Canary Island hit by coronavirus second wave of at least 40 new cases


Canary Island closes its beaches immediately after being hit by coronavirus second wave of at least 40 new cases

  • El Hierro previously registered few cases and no deaths prior to second wave
  • At least 40 people are infected prompting local authorities to take urgent action 
  • Local president Alpidio Armas today announced new preventative measures
  • These include prohibition of using the bathing areas on the holiday island

A holiday island in the Canaries has had to shut down its beaches after being hit with a second wave of coronavirus.

El Hierro previously registered only a handful of cases and no deaths. 

But a second wave of the virus has left at least 40 people infected – prompting local authorities to take urgent action.

Local president Alpidio Armas today announced new preventative measures which include, among others, the prohibition of using the bathing areas on the island.

El Hierro – a holiday island in the Canaries -has had to shut down its beaches after being hit with a second wave of coronavirus

He said: ‘Early intervention has been shown to be a fundamental tool to prevent the spread of the SARS-Cov-2 coronavirus in El Hierro’.

‘In this sense, health protection measures have been issued, within each area of competence, in order to reduce and prevent risky contacts between citizens in relation to Covid-19.’

The island is the second smallest of the popular Canaries and attracts tourists looking for a more serene holiday in stunning surroundings.

Health chiefs are devastated that their good record has been hit and want to take decisive action to prevent a further spread.

The measures imposed immediately also include closure of public spaces; restriction of access to residences for the elderly; suspension of all kinds of cultural, social and sports activities organised by the island’s government and closure of libraries and educational centres.

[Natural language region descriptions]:

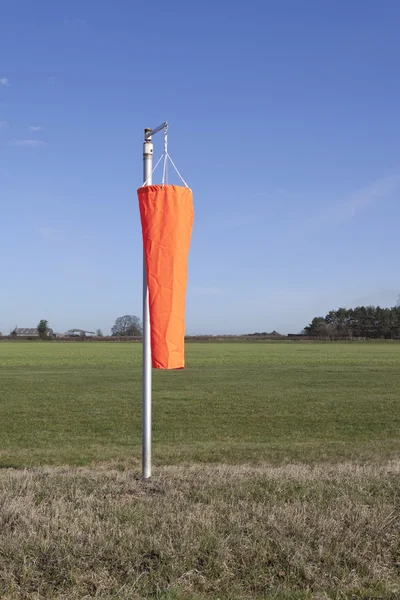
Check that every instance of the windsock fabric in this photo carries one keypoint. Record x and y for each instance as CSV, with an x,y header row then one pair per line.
x,y
166,213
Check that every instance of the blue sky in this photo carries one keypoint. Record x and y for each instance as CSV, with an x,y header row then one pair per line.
x,y
283,118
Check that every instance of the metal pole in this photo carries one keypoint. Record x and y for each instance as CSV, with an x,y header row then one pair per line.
x,y
146,391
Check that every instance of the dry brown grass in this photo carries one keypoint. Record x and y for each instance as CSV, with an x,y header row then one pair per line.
x,y
200,532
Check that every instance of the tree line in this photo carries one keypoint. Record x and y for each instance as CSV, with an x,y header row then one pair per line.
x,y
371,322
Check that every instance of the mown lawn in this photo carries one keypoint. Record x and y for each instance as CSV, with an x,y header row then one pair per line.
x,y
80,403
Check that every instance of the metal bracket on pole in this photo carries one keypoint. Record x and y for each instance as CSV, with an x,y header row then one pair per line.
x,y
146,389
148,133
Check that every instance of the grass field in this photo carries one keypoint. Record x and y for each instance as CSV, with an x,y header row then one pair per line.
x,y
80,403
277,473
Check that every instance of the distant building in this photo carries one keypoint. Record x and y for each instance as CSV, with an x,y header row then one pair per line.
x,y
25,332
78,333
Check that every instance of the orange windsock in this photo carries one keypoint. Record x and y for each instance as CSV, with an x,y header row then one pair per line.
x,y
166,213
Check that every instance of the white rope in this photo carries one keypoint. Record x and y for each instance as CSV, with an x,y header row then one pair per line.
x,y
165,169
149,177
173,164
166,156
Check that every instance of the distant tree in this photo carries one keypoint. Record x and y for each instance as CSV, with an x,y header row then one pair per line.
x,y
43,329
371,322
127,325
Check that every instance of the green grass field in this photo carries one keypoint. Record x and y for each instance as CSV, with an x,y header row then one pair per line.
x,y
277,473
80,403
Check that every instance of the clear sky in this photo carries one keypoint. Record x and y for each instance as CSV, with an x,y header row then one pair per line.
x,y
283,118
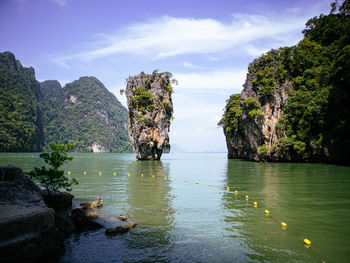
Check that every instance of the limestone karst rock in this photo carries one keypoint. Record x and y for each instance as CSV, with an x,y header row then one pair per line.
x,y
250,119
150,111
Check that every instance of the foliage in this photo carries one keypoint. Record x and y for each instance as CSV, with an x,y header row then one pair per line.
x,y
232,114
34,115
96,117
53,179
269,72
20,116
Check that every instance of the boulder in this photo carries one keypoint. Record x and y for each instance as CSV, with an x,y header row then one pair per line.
x,y
82,222
120,229
150,111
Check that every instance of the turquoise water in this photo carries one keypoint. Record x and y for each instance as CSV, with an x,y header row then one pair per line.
x,y
182,221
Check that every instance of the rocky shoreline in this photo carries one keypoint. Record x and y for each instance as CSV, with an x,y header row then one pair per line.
x,y
34,225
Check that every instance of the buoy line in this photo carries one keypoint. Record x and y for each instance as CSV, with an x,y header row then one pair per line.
x,y
283,224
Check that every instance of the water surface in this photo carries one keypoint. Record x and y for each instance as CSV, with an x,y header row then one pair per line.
x,y
182,221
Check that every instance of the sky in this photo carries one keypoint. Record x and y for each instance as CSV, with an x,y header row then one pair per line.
x,y
207,45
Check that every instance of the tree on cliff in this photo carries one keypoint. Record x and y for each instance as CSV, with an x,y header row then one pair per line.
x,y
53,179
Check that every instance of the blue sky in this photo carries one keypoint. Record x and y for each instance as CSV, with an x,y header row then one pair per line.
x,y
207,45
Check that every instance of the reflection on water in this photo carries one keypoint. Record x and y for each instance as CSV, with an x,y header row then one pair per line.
x,y
186,222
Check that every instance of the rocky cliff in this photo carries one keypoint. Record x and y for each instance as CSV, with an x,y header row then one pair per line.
x,y
150,111
20,119
86,113
27,225
250,119
295,101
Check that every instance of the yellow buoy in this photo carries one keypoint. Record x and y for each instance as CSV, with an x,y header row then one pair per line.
x,y
307,242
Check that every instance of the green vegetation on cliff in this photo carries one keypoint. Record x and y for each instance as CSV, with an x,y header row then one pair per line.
x,y
86,113
315,125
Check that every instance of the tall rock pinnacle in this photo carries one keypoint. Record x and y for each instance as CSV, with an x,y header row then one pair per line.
x,y
150,111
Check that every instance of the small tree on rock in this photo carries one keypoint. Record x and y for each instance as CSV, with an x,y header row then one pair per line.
x,y
53,179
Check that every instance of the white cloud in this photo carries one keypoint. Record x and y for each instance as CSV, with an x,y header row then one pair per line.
x,y
170,36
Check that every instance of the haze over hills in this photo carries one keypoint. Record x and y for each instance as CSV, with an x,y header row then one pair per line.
x,y
34,114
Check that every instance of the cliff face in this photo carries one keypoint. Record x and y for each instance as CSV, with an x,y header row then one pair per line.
x,y
250,119
27,225
150,111
20,119
34,115
86,113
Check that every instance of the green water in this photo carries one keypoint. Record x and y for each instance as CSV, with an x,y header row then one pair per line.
x,y
185,222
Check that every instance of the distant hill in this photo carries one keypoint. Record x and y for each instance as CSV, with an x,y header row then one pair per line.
x,y
34,114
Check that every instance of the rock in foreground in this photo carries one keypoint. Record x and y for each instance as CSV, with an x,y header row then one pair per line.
x,y
150,111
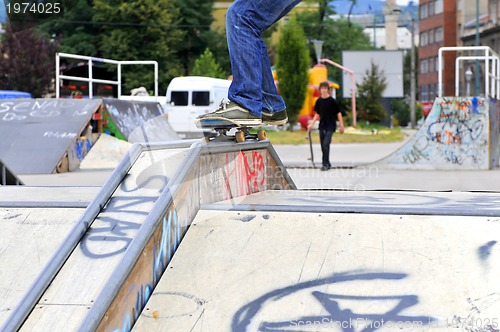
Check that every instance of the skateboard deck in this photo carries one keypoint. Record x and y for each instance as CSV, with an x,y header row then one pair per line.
x,y
220,129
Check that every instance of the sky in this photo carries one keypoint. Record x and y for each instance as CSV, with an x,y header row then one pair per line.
x,y
405,2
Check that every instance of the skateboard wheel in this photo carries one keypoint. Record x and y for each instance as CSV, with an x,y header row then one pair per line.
x,y
240,136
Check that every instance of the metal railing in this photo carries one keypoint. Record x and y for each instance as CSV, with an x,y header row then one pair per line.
x,y
91,80
491,70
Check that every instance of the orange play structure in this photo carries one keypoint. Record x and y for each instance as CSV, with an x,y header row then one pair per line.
x,y
317,74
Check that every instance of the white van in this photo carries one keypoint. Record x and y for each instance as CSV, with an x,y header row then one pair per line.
x,y
191,96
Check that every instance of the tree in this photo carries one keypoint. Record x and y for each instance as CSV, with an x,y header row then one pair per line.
x,y
293,64
140,30
369,95
206,66
195,18
27,62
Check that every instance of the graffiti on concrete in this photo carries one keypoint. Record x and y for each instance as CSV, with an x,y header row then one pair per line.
x,y
333,309
455,134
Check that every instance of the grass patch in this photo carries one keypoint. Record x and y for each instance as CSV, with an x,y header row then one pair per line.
x,y
352,135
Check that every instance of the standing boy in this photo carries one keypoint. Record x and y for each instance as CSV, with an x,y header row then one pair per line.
x,y
328,112
253,97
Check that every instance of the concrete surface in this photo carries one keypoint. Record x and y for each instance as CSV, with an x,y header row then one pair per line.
x,y
88,268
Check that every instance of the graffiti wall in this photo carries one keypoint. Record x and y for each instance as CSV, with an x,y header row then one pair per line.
x,y
280,271
213,177
456,134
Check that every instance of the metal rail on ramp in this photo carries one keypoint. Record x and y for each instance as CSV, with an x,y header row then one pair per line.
x,y
298,271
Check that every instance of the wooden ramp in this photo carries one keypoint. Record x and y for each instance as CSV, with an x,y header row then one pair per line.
x,y
33,223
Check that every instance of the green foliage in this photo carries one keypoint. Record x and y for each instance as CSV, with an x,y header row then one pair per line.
x,y
140,30
75,30
207,66
293,64
369,94
26,62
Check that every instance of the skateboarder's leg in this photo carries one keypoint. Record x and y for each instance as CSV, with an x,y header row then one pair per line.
x,y
245,22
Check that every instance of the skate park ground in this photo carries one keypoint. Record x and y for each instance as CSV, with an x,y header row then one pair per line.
x,y
376,245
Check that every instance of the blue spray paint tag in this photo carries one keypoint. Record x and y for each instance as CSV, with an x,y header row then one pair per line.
x,y
474,105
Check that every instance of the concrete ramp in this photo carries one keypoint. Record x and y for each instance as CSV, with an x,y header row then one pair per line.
x,y
244,270
460,133
36,134
138,121
33,223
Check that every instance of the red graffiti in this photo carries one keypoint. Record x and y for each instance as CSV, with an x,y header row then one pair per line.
x,y
245,173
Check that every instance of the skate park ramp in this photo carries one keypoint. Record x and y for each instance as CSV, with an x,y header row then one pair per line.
x,y
247,270
139,121
34,223
460,133
109,261
35,134
7,177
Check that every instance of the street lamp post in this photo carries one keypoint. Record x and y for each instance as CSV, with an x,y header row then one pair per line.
x,y
477,52
468,77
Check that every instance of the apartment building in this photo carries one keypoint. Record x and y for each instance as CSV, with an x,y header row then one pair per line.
x,y
452,23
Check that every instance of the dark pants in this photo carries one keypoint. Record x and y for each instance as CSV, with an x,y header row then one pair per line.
x,y
325,137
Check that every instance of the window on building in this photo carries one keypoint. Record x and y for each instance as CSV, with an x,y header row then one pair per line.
x,y
423,11
439,35
201,98
424,95
430,10
438,7
423,38
179,98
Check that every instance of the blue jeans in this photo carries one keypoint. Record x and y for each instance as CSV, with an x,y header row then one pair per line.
x,y
325,137
253,84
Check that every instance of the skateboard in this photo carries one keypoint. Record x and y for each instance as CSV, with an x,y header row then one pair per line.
x,y
310,146
220,129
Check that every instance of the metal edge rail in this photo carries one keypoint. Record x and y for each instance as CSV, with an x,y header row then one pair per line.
x,y
120,274
123,269
22,310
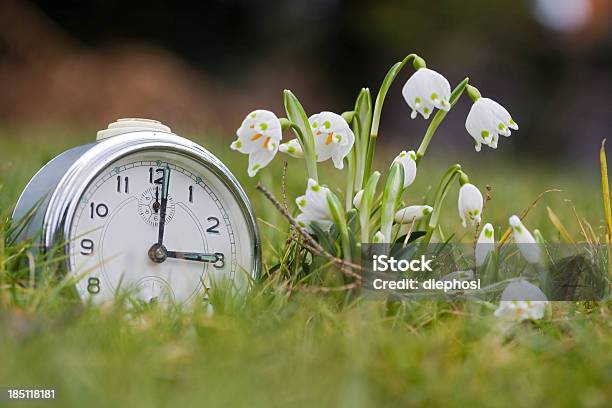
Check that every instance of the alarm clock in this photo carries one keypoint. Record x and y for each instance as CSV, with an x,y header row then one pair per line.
x,y
142,210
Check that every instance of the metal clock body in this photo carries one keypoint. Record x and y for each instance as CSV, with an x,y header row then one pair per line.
x,y
142,210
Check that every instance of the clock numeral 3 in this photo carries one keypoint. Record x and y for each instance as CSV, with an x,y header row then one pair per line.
x,y
220,264
87,246
93,286
101,210
213,229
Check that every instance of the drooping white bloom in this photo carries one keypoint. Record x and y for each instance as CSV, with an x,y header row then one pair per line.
x,y
292,148
332,136
314,207
412,213
379,238
408,161
521,301
357,198
425,90
470,204
259,137
485,244
525,241
486,121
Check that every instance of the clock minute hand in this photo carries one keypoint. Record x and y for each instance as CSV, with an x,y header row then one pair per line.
x,y
164,205
194,256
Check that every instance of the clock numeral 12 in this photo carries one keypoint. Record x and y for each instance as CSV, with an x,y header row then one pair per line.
x,y
157,180
127,185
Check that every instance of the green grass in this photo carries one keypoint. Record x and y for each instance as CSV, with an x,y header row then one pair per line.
x,y
304,349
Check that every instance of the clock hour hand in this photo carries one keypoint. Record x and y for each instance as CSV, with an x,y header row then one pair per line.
x,y
164,205
194,256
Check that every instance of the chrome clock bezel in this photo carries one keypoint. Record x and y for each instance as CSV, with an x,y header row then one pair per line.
x,y
65,196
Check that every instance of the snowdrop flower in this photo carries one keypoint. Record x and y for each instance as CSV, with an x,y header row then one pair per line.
x,y
459,275
470,204
258,136
425,90
333,137
486,121
357,198
525,241
379,238
292,148
408,161
521,301
314,207
414,212
485,244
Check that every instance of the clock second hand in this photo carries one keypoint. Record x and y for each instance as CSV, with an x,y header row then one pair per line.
x,y
164,205
193,256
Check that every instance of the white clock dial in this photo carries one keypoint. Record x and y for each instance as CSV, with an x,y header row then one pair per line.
x,y
115,231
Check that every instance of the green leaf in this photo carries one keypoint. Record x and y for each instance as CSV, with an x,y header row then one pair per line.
x,y
391,197
339,218
299,120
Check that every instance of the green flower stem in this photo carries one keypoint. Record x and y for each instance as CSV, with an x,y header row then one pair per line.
x,y
339,218
366,206
391,198
380,99
361,127
445,183
301,127
311,163
350,180
438,118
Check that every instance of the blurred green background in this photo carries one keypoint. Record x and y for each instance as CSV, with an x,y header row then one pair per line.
x,y
68,68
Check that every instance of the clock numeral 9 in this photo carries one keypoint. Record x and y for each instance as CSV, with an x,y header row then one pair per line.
x,y
93,286
101,210
213,229
87,246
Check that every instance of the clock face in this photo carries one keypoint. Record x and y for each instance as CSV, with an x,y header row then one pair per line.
x,y
161,226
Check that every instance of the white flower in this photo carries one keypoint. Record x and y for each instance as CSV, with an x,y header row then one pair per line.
x,y
424,90
521,301
357,198
408,161
333,137
292,148
486,121
258,136
525,241
414,212
379,238
314,207
485,244
459,275
470,204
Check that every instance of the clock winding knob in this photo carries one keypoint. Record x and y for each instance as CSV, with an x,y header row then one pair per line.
x,y
126,125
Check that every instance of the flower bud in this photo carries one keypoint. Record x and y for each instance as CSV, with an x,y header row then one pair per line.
x,y
470,204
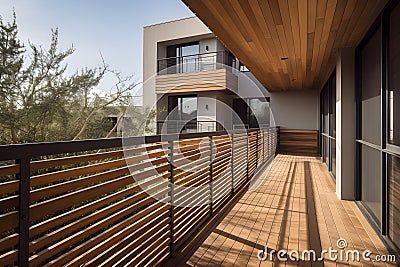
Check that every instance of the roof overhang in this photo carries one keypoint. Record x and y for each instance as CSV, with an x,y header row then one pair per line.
x,y
288,44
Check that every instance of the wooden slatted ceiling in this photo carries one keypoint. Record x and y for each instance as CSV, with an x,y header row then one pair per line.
x,y
307,32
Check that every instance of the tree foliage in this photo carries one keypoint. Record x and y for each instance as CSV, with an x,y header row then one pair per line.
x,y
39,101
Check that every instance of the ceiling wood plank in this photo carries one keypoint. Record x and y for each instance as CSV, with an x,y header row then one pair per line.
x,y
308,32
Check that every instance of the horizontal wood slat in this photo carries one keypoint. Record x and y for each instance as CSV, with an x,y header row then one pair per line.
x,y
305,142
113,207
189,82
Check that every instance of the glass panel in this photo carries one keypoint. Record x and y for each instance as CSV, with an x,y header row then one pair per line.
x,y
371,190
325,110
326,150
371,90
394,199
333,155
259,112
394,78
187,107
189,57
332,130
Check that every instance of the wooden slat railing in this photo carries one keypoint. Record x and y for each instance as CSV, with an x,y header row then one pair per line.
x,y
128,201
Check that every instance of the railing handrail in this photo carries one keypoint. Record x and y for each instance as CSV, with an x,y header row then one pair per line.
x,y
199,54
30,150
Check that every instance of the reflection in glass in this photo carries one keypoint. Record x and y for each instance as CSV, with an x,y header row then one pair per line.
x,y
371,90
394,199
394,77
371,189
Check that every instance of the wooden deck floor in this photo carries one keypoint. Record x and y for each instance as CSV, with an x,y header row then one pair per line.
x,y
295,208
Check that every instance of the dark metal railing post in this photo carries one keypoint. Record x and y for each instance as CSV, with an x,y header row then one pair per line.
x,y
171,194
24,191
232,164
211,176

[Requirement]: Pick up the news article on El Hierro's coronavirus second wave after its last sentence and write the next few paragraphs.

[Reply]:
Parks and markets have also been closed, as well as children’s play areas.

Island El Hierro (file image) previously registered only a handful of cases and no deaths

Island El Hierro (file image) previously registered only a handful of cases and no deaths

Mr Armas said the mayors of the three municipalities of Valverde, La Frontera and El Pinar had met to agree on the new regulations as a matter of urgency ‘in order to reduce and prevent risky contacts between citizens in relation to COVID-19.’

The El Hierro government team says it is in close contact with the Canary government because of the proximity of the planned reopening of schools on September 15. 

The Canaries – having had a low incidence of coronavirus and deaths in the first wave – is currently seeing record level of diagnoses and both Lanzarote and Gran Canaria have warned of localised lockdowns if the level doesn’t drop.

Today, the archipelago added another 297 cases, bringing the total number to 7,106.

El Hierro has also called for security reinforcements and army personnel to help with disinfecting public areas.

Local president Alpidio Armas today announced new preventative measures which include, among others, the prohibition of using the bathing areas on the island (file image)

Local president Alpidio Armas today announced new preventative measures which include, among others, the prohibition of using the bathing areas on the island (file image) 

Gran Canaria has accumulated 3,702 cases of coronavirus – of which 2,899 are still active. This represents 68 per cent of the total active cases on the islands.

Tenerife has 2,380 cases of which 782 are still active.

Lanzarote has 429 active cases and an accumulated 551, Fuerteventura with a total of 277 of which 121 are still active.

La Palma has 141 cases and 22 are still active. El Hierro has 37 active cases out of a total of 40 and La Gomera has15 cases of which six are still active.

Canary president, Angel Victor Torres says the islands are doing all they can to head off more lockdowns, with the next ten to 14 days being crucial to see if extensive new regulations will dent the figures.